- Short exercise -
Pick out and copy every line below that contains the word "marker"; only matches in the same letter case count.

- Input material -
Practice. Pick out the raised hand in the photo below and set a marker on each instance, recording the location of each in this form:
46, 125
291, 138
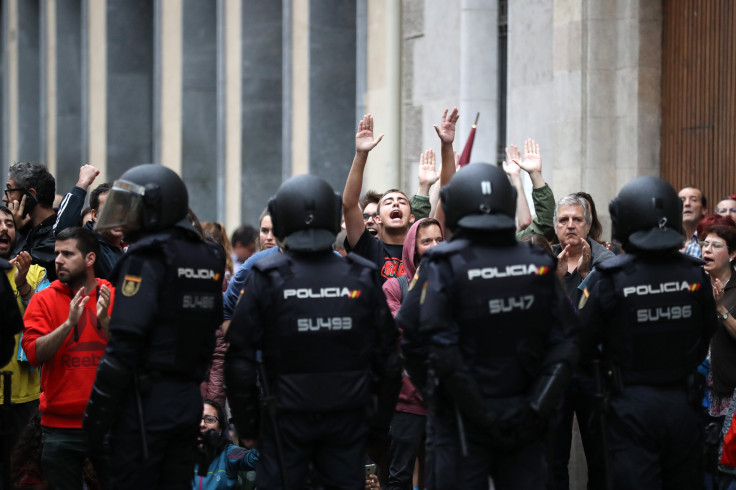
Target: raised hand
==
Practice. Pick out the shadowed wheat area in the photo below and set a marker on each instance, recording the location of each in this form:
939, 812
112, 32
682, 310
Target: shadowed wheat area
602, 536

- Task response -
Practice. Pick out the raised hand in the photo below and set a marker on each instance, recording the location of each in this form:
Practice. Pick out the shadowed wheat area in the photo below and set a marker on each instance, recording the location of each in this form:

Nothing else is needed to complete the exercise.